### [Instructions for the task]
Write the next part of the SPSS tutorial on merging data files, beginning right after its final sentence.

You can review the first course by following this link: Introduction to SPSS. This course will focus on data manipulation as well as provide an introduction to syntax and data analysis in SPSS.
Datasets: Census | Anxiety | Anxiety 2 | Anxiety3 | Anxietyb | Cars
Data entry is the starting point for all statistical analysis in SPSS and other programs. Getting to data into SPSS is easy if directly entering in data. A general guideline is to stick to numbers for all data, and label categorical labels according to their number representation. This will ensure no problems with subsequent analyses and allow for easier transfer to other statistical programs. Getting data in from other places can be a little more tricky, particularly when merging datasets. See the previous course page regarding info about getting different file types into SPSS.
There are several instances in which you will probably like to merge two or more existing SPSS data files. SPSS merges files in by adding cases or variables and in the case of the latter, one can do so in parallel or nonparallel form. In order to save yourself tremendous headache, make the files to be merged look exactly alike.
Adding Cases
To begin with we'll add cases to an existing data file. In the following example, the Anxiety dataset from the SPSS folder is used (linked above also). A similar dataset was created for demonstration purposes, and we'll be appending the data file Anxiety.sav with the cases from Anxietyb.sav.
Concatenating files via the GUI interface is a very straightforward procedure. Select the "Merge Files" option found under the Data Menu and select "Add Cases". You will then be prompted to select the file that you wish to merge. Simply double click on that file, and the resulting dialog box will look something like this:

As can be seen in this figure, there are no unpaired variables. You do have an option to rename variables by clicking the "Rename" button, but it actually works better if the variables in the two files are the same prior to merging. The option to "Indicate case source as variable" will indicate which data file your cases came from.

### [Data lines]
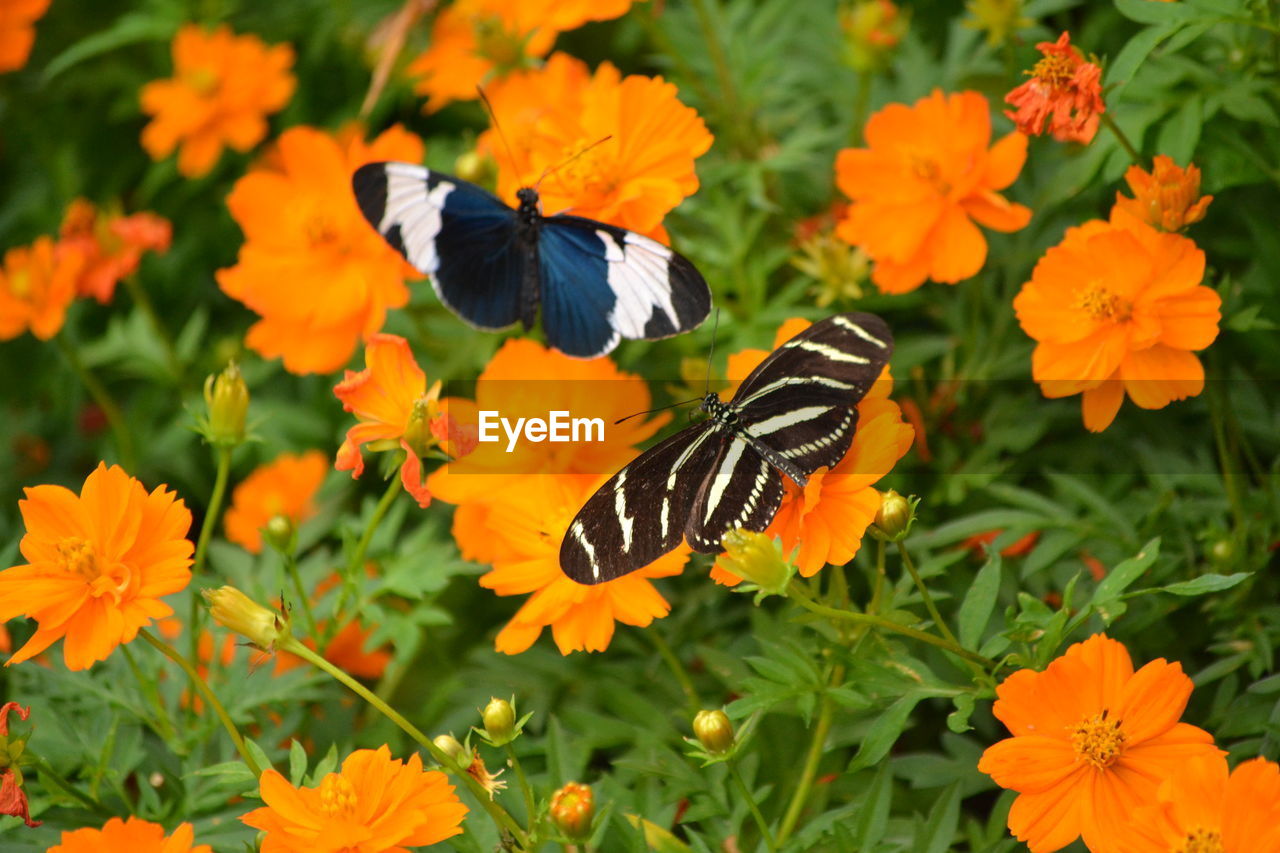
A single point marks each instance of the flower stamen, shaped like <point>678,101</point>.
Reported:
<point>1098,740</point>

### [Solved problem]
If you happen to have more variables in the data set to be merged, they will show up in the Unpaired Variables box above. One must move them over to include them in the merging process or SPSS will ignore them. The old data will now have missing values on that new variable.
Adding variables or variables and cases
If instead of simply appending a data file with more cases, you would like to add variables from another SPSS system file, or add both cases and variables another procedure to merge data files is warranted.
In this example, we are merging the files Anxiety2 from the SPSS folder and Anxiety3 which I created, and is simply trials 5 and 6 to be added to the other dataset that contains the first four trials. The subjects in the two files are the same, and they will be merged by subject number. You can get in quite a bind in merging files if you do not include this option to match by a unique identifier, such as we are with the ID number in this case. You must also have your data files sorted by the unique identifier prior to merging.
In using the GUI interface, again select "Merge Files" from the Data Menu, but in this instance, select "Add Variables". Again, double-click on the file that you are interested in merging, and you will get a dialog box that looks like this:

Variables will be excluded if they already belong to the working data file. Also, we are matching cases on key variables. In this example, we are using "subject" as the key variable. This basically means that values for variables from both data files, will be matched for each specific case. If there are additional cases in the file to be merged, they will appear in the same place on the new file. One should perform a healthy inspection of the new dataset to make sure things matched up as they should.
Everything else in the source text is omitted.